**任务数据**
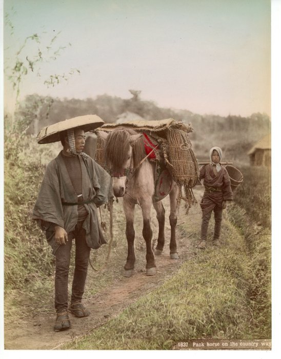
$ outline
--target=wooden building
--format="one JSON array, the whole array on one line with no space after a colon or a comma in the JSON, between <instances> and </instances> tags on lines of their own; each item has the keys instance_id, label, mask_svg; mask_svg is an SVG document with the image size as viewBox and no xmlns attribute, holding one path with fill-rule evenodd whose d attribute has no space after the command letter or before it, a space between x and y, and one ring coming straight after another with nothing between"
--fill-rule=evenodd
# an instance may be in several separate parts
<instances>
[{"instance_id":1,"label":"wooden building","mask_svg":"<svg viewBox=\"0 0 281 359\"><path fill-rule=\"evenodd\" d=\"M252 166L270 167L271 162L271 139L270 133L257 142L248 152Z\"/></svg>"}]
</instances>

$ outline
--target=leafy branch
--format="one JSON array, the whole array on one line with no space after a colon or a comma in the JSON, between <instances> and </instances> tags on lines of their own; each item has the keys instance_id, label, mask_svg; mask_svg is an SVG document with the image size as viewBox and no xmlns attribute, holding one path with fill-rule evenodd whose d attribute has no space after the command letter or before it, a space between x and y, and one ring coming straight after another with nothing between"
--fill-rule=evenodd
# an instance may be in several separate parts
<instances>
[{"instance_id":1,"label":"leafy branch","mask_svg":"<svg viewBox=\"0 0 281 359\"><path fill-rule=\"evenodd\" d=\"M5 15L5 20L6 25L10 29L11 35L13 34L14 27L8 13ZM15 59L13 64L11 66L10 64L13 63L10 62L5 68L5 72L8 79L11 83L13 89L16 90L16 102L18 99L21 86L24 78L30 73L35 73L35 70L36 75L41 76L39 64L56 61L67 47L71 46L70 43L69 43L67 46L56 45L61 32L59 31L50 40L47 41L47 45L45 44L46 42L44 36L44 33L46 33L45 32L42 34L34 33L28 36L16 51L15 56L13 57ZM80 71L76 69L71 69L66 73L51 75L44 81L44 84L48 87L54 87L59 84L62 80L68 81L70 76L75 73L79 73Z\"/></svg>"}]
</instances>

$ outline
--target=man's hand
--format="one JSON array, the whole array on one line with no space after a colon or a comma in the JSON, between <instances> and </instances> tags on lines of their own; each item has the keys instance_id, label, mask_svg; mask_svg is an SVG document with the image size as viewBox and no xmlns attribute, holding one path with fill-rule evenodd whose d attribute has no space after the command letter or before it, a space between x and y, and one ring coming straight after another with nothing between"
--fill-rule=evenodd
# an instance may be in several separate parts
<instances>
[{"instance_id":1,"label":"man's hand","mask_svg":"<svg viewBox=\"0 0 281 359\"><path fill-rule=\"evenodd\" d=\"M55 227L55 240L56 242L59 245L66 245L66 242L68 241L68 237L65 229L62 227L59 227L59 226L56 226Z\"/></svg>"}]
</instances>

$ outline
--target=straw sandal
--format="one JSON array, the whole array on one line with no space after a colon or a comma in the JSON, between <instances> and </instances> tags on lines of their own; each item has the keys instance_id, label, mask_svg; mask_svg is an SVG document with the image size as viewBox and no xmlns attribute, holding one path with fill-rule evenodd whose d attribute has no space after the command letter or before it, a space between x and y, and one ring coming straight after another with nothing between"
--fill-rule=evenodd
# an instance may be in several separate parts
<instances>
[{"instance_id":1,"label":"straw sandal","mask_svg":"<svg viewBox=\"0 0 281 359\"><path fill-rule=\"evenodd\" d=\"M56 319L54 326L55 332L65 330L70 328L70 321L67 311L56 313Z\"/></svg>"},{"instance_id":2,"label":"straw sandal","mask_svg":"<svg viewBox=\"0 0 281 359\"><path fill-rule=\"evenodd\" d=\"M196 246L195 246L196 248L199 248L199 249L205 249L206 248L206 241L201 241L200 243Z\"/></svg>"},{"instance_id":3,"label":"straw sandal","mask_svg":"<svg viewBox=\"0 0 281 359\"><path fill-rule=\"evenodd\" d=\"M91 312L89 309L87 309L79 302L71 303L69 310L74 315L77 316L78 318L82 318L83 316L88 316L91 314Z\"/></svg>"}]
</instances>

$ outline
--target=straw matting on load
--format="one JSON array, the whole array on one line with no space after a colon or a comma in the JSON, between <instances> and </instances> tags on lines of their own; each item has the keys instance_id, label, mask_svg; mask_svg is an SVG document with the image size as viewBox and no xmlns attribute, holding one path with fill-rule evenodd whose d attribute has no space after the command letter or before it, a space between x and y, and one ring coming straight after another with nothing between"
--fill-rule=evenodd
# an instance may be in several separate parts
<instances>
[{"instance_id":1,"label":"straw matting on load","mask_svg":"<svg viewBox=\"0 0 281 359\"><path fill-rule=\"evenodd\" d=\"M243 175L240 171L236 167L234 167L234 166L228 165L226 166L226 169L228 172L230 179L231 189L232 191L234 191L243 182Z\"/></svg>"},{"instance_id":2,"label":"straw matting on load","mask_svg":"<svg viewBox=\"0 0 281 359\"><path fill-rule=\"evenodd\" d=\"M59 133L66 130L79 127L85 132L92 131L104 124L104 121L96 115L78 116L50 125L43 128L37 135L38 144L52 143L60 141Z\"/></svg>"},{"instance_id":3,"label":"straw matting on load","mask_svg":"<svg viewBox=\"0 0 281 359\"><path fill-rule=\"evenodd\" d=\"M190 124L186 125L182 121L176 121L173 118L167 118L155 121L128 121L123 124L105 124L94 132L98 130L108 132L119 128L130 128L136 131L145 131L149 133L157 132L158 136L164 138L166 137L167 130L169 129L179 129L186 132L192 132L193 130Z\"/></svg>"}]
</instances>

**任务要求**
原样抄录条目中从开头到含有“166L270 167L271 162L271”的那一行的所有行（首尾两行均包括在内），答案中不要放入图片。

**参考答案**
$ outline
--target=wooden building
--format="one JSON array, the whole array on one line with no space after a colon or a comma in the JSON, between <instances> and </instances> tags on lines of their own; each item has the keys instance_id, label, mask_svg; mask_svg is an SVG document with the image size as viewBox and no xmlns attribute, holding one path with fill-rule evenodd whose d attribute has no space after the command letter or before it, a space between x and y, and one ring coming straight after another with nothing between"
--fill-rule=evenodd
# an instance may be in several separate parts
<instances>
[{"instance_id":1,"label":"wooden building","mask_svg":"<svg viewBox=\"0 0 281 359\"><path fill-rule=\"evenodd\" d=\"M252 166L270 167L271 162L271 139L270 133L257 142L248 152Z\"/></svg>"}]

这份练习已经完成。